> **CONSIGNES DE TRAVAIL**:
a - Recopiez fidèlement le passage fourni depuis « Il se justifiait » jusqu'à « autorités compétentes concernées. » inclus.
b - Selon le passage fourni, à quelle date le durcissement du dispositif de sanctions est-il entré en vigueur ?
c - Dites si chacune de ces affirmations est conforme au passage fourni : (i) les salaires versés à E______ dépassaient le minimum impératif ; (ii) c'est B______ qui versait les salaires à E______ ; (iii) la rémunération de E______ avait été entièrement déclarée aux assurances sociales obligatoires. Pour chacune, répondez par oui ou non, en citant les mots du passage qui tranchent.

> **PASSAGE FOURNI**:
—————
Les intéressés revêtaient la qualité d’employeurs. A______ donnait les instructions, établissait les plannings, faisait des remontrances lorsqu'elle estimait que les tâches n'étaient pas effectuées selon ses attentes et gérait le travail de E______ tandis que B______ lui versait les salaires.

Les salaires versés à E______ étaient en-dessous du minimum impératif. Le total de la sous-enchère constatée s'élevait à CHF 29'696.‑.

Il se justifiait d'infliger aux époux une amende de CHF 5'000.-, étant relevé que ce montant correspondait à la sévérité voulue par le législateur lors du durcissement du dispositif de sanctions entré en vigueur au 1er avril 2017.

Enfin, dans la mesure où la rémunération de E______ n'avait été que partiellement déclarée aux assurances sociales obligatoires, l'office communiquait la décision aux autorités compétentes concernées.
—————
> **SEGMENT DE DONNÉES**:
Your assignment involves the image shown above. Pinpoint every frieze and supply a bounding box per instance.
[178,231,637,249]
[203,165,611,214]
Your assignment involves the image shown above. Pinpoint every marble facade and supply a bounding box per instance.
—————
> **RÉSULTATS ATTENDUS**:
a -
Il se justifiait d'infliger aux époux une amende de CHF 5'000.-, étant relevé que ce montant correspondait à la sévérité voulue par le législateur lors du durcissement du dispositif de sanctions entré en vigueur au 1er avril 2017.

Enfin, dans la mesure où la rémunération de E______ n'avait été que partiellement déclarée aux assurances sociales obligatoires, l'office communiquait la décision aux autorités compétentes concernées.

b - Le 1er avril 2017.

c -
(i) Non : « Les salaires versés à E______ étaient en-dessous du minimum impératif. »
(ii) Oui : « B______ lui versait les salaires »
(iii) Non : « n'avait été que partiellement déclarée aux assurances sociales obligatoires »